── EXTRACTED MATERIAL

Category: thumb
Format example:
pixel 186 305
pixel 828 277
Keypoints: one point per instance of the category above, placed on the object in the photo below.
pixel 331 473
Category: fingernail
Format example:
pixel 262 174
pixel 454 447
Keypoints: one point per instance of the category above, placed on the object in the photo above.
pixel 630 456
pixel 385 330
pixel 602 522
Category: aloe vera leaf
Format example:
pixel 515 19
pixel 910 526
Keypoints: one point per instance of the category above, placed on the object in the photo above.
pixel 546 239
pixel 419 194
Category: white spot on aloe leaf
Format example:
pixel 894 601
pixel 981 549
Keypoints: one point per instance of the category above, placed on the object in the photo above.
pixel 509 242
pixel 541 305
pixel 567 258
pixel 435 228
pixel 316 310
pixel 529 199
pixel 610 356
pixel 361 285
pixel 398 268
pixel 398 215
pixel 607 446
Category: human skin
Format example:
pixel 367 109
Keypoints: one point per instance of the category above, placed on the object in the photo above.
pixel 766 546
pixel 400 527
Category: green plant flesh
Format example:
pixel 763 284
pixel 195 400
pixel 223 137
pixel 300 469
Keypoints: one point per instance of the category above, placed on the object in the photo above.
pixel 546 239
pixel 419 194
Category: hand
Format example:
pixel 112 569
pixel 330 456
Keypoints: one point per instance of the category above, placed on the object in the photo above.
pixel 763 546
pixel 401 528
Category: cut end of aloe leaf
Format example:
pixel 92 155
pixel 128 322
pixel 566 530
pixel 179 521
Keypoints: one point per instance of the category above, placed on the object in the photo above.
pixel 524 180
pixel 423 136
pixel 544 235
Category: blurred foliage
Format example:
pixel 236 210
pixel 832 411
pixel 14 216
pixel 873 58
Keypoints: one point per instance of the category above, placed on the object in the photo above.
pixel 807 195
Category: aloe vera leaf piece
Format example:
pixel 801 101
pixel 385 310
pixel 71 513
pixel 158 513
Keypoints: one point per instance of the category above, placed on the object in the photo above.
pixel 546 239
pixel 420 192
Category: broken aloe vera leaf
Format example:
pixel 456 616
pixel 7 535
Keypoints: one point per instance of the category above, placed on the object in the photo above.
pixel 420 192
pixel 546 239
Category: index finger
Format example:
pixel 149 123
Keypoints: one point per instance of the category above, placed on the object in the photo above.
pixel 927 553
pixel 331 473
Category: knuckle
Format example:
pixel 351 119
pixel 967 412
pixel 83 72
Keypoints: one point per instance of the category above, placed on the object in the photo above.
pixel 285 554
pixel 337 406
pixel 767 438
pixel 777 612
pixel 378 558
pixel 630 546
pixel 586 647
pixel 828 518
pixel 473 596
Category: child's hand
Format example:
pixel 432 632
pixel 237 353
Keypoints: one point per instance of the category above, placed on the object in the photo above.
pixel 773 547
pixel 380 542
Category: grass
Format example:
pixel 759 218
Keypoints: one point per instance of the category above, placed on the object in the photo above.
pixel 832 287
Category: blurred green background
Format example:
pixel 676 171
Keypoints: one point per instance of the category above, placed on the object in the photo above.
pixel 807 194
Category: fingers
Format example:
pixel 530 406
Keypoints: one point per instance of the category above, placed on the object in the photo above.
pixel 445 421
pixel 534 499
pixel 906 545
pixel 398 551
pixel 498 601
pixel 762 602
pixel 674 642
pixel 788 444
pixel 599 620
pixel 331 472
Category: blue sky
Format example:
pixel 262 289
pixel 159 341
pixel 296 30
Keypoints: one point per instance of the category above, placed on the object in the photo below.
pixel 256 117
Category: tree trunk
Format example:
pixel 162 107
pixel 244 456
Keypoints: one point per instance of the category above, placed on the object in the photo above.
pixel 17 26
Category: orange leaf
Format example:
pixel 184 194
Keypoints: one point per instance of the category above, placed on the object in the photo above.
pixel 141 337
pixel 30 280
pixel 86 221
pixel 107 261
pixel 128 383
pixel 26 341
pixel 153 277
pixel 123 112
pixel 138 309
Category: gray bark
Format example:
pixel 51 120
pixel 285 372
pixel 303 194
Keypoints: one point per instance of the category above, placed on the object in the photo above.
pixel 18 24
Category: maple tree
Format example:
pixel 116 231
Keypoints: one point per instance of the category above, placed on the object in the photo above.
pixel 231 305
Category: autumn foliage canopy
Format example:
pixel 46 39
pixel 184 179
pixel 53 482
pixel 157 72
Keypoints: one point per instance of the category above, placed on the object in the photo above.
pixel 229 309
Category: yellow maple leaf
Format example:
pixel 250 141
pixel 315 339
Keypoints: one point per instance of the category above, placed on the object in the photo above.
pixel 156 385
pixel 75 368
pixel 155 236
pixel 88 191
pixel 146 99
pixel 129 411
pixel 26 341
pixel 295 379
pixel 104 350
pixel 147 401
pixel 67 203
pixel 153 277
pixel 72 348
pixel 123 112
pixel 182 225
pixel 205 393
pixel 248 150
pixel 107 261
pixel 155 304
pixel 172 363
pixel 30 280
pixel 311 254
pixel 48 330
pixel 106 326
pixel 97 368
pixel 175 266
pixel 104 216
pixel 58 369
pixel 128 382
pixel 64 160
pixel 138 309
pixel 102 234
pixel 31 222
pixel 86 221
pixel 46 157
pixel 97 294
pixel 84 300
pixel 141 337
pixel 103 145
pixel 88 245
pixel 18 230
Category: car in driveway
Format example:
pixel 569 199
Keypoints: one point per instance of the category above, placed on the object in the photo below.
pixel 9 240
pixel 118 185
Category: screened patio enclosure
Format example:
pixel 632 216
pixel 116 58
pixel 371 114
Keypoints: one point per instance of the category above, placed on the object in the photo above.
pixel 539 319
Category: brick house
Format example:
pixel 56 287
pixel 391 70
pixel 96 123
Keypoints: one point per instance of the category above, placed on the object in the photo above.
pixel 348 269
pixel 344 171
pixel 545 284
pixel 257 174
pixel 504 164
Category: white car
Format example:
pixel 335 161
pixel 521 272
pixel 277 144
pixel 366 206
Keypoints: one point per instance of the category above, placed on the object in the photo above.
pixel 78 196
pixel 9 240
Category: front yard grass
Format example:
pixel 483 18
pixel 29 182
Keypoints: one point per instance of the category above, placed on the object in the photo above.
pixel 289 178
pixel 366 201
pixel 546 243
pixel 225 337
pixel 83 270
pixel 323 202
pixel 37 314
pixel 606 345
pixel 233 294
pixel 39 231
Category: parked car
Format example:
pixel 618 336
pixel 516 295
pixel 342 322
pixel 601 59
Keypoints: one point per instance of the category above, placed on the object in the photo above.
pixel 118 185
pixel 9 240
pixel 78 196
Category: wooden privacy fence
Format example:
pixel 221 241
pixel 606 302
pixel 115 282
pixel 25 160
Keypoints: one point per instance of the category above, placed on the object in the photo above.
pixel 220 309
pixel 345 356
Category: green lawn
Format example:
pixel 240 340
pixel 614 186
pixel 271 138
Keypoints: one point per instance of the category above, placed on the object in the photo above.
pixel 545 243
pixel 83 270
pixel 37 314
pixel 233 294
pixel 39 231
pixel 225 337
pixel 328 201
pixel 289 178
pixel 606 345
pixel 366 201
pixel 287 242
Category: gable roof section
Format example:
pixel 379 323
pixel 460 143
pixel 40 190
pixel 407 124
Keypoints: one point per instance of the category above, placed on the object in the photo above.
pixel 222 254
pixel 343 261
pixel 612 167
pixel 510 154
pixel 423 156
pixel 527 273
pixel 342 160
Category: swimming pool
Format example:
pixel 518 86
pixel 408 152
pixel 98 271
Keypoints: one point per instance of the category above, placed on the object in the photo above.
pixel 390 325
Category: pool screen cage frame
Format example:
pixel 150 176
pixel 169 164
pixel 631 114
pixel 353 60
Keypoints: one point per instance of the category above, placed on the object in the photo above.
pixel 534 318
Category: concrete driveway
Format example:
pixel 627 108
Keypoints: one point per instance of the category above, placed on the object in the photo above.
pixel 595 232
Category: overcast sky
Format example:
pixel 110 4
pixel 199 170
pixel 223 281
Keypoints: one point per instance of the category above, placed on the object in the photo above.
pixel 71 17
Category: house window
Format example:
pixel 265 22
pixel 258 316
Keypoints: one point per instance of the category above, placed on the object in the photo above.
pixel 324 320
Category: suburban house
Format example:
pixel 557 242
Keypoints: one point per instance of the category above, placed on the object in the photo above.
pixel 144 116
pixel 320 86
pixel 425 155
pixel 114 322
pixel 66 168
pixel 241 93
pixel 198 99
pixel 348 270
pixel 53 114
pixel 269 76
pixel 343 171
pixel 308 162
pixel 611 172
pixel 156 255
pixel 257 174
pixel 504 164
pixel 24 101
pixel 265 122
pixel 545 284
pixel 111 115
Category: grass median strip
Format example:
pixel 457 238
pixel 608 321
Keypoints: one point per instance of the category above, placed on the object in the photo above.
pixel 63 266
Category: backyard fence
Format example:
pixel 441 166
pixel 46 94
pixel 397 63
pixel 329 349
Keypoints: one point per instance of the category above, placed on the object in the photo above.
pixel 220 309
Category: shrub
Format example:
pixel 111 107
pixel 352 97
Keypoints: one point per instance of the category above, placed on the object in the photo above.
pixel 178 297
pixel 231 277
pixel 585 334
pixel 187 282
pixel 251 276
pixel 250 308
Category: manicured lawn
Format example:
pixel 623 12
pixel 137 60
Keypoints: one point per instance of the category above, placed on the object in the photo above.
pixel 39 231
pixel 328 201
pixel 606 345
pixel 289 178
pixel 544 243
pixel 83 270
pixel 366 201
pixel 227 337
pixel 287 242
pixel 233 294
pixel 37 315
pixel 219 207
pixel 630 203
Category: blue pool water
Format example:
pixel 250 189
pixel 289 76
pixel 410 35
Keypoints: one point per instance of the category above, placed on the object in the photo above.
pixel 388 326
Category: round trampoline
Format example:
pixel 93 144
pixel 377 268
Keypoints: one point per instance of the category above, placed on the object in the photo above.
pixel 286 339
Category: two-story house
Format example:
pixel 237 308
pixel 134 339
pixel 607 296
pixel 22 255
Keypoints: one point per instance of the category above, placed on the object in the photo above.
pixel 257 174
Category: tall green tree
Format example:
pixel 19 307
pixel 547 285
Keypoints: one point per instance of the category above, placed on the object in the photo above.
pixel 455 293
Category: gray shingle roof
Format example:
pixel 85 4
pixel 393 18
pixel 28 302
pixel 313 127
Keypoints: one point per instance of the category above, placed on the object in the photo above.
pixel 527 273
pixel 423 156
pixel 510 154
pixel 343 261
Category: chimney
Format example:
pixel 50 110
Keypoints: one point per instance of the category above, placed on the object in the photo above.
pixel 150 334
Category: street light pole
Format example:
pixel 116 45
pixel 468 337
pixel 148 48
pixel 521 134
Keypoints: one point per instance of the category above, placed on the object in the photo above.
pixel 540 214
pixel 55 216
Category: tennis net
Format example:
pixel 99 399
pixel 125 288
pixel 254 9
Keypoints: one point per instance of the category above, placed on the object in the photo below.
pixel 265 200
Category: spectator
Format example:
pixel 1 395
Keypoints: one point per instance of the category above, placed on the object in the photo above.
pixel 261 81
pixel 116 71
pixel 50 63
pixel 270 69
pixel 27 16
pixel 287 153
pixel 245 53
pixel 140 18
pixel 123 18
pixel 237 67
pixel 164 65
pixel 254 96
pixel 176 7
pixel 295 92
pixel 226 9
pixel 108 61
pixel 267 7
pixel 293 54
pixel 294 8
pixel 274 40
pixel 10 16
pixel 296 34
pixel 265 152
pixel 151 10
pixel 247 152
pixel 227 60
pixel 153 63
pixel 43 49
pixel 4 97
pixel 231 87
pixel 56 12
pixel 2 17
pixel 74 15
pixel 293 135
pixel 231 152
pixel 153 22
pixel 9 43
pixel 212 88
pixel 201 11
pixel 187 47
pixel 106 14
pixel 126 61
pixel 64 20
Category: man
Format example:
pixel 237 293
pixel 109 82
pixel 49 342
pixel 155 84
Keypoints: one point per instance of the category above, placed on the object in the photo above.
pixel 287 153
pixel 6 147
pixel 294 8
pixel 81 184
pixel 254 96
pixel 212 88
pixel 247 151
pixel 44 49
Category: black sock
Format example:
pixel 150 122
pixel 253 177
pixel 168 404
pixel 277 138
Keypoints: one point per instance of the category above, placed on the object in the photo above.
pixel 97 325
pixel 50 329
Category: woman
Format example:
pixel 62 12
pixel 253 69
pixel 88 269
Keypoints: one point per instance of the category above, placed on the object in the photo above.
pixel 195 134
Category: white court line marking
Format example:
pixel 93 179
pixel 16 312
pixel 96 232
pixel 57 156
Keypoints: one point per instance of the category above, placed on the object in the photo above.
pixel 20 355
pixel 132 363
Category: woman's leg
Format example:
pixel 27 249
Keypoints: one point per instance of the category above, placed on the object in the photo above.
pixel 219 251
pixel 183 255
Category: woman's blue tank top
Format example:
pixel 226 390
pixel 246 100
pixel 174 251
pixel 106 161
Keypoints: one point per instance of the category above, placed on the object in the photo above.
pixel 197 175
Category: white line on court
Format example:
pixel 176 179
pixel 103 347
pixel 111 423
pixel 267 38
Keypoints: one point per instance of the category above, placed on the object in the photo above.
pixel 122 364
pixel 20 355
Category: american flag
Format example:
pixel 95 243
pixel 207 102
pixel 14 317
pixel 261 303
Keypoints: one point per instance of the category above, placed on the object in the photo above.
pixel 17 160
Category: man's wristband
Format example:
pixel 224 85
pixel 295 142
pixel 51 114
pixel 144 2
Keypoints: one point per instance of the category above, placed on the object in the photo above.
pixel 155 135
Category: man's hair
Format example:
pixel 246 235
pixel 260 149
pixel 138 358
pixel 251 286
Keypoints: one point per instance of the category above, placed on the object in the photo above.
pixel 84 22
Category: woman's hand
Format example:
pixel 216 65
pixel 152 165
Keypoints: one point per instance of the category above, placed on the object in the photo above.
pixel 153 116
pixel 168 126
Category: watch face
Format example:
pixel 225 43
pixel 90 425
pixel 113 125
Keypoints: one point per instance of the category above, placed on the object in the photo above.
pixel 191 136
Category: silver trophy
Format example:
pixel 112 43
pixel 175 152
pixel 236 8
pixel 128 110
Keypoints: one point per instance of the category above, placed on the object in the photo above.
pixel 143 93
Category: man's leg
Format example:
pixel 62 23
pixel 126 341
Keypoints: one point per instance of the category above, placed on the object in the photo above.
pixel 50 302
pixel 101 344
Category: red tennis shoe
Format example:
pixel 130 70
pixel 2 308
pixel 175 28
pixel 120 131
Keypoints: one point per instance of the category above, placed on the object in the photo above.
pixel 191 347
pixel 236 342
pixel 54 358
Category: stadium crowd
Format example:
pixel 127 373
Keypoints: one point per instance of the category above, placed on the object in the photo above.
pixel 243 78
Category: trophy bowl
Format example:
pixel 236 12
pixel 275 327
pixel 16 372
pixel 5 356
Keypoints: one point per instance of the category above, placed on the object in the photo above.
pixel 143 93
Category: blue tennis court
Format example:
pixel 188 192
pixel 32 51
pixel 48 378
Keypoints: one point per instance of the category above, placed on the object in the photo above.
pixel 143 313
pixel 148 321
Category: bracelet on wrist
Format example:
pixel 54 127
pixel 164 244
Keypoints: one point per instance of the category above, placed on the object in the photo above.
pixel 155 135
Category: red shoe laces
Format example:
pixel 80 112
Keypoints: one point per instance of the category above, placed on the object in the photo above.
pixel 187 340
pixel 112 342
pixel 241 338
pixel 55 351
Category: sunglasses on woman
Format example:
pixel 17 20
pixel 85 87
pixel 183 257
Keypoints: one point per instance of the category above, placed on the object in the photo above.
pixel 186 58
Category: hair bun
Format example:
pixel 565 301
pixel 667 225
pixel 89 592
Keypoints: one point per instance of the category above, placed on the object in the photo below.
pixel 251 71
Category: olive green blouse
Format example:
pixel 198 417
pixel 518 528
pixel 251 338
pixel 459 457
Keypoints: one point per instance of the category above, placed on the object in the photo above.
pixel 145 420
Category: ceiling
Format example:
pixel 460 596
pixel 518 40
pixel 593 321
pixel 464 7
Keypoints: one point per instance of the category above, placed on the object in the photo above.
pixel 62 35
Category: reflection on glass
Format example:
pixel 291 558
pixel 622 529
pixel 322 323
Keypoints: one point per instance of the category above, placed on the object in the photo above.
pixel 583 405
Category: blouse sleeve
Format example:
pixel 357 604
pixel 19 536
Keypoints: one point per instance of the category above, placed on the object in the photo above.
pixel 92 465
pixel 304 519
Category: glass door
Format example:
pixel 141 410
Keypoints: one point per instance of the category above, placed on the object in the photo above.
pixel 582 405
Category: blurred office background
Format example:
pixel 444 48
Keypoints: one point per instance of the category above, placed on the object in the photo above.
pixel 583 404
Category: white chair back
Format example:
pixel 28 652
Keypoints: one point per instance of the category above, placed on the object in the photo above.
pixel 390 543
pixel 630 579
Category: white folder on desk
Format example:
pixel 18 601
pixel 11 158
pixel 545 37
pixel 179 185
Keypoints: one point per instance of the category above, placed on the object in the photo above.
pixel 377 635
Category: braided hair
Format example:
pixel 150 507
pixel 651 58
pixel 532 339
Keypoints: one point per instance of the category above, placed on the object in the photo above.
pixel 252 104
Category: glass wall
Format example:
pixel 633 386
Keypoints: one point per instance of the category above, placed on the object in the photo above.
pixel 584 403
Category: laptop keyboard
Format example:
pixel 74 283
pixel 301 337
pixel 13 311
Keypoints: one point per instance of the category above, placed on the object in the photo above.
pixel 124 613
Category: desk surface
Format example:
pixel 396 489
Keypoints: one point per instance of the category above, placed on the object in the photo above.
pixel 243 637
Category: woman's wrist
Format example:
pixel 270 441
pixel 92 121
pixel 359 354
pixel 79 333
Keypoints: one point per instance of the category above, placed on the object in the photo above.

────

* [YOUR TASK]: In the listing above, please copy exactly the lines from the first through the one that contains "pixel 910 526", and no others.

* [OUTPUT FOR THIS TASK]:
Category: thumb
Format example:
pixel 186 305
pixel 828 277
Keypoints: one point per instance of the category above, placed on the object in the photo below.
pixel 331 473
Category: fingernail
Format example:
pixel 262 174
pixel 454 447
Keypoints: one point per instance of the category above, placed on the object in the photo above.
pixel 630 456
pixel 385 330
pixel 602 522
Category: aloe vera leaf
Format example:
pixel 515 19
pixel 910 526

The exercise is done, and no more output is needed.